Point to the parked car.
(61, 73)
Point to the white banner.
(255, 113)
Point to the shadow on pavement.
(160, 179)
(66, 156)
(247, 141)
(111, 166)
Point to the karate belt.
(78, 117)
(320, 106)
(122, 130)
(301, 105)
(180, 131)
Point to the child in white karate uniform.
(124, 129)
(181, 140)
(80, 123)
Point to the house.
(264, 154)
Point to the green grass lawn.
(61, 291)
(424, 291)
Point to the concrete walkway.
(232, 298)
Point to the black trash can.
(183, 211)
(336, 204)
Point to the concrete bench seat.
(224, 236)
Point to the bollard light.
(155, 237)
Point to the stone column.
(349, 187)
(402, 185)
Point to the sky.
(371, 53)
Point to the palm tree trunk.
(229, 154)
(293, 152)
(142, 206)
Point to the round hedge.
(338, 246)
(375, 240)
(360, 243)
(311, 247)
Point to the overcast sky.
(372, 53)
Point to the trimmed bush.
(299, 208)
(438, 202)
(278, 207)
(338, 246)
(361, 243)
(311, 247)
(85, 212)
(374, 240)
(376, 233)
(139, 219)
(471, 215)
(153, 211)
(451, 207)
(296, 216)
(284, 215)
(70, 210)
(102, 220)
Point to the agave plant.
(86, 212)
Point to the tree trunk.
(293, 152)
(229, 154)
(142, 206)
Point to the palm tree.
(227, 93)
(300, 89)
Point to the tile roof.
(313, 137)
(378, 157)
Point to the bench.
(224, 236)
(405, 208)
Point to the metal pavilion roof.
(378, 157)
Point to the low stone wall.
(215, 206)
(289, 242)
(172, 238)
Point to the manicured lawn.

——————————

TASK DIRECTIONS: Can you repeat the part of the records above that opens with the line containing "Point to the metal pavilion roof." and closes with the last line of the records, swapping "stone" for "brick" and keeping everything else unchanged?

COMPLETED EXERCISE:
Point to the metal pavilion roof.
(378, 157)
Point to the low brick wall.
(215, 206)
(289, 242)
(172, 238)
Point to the manicured lawn.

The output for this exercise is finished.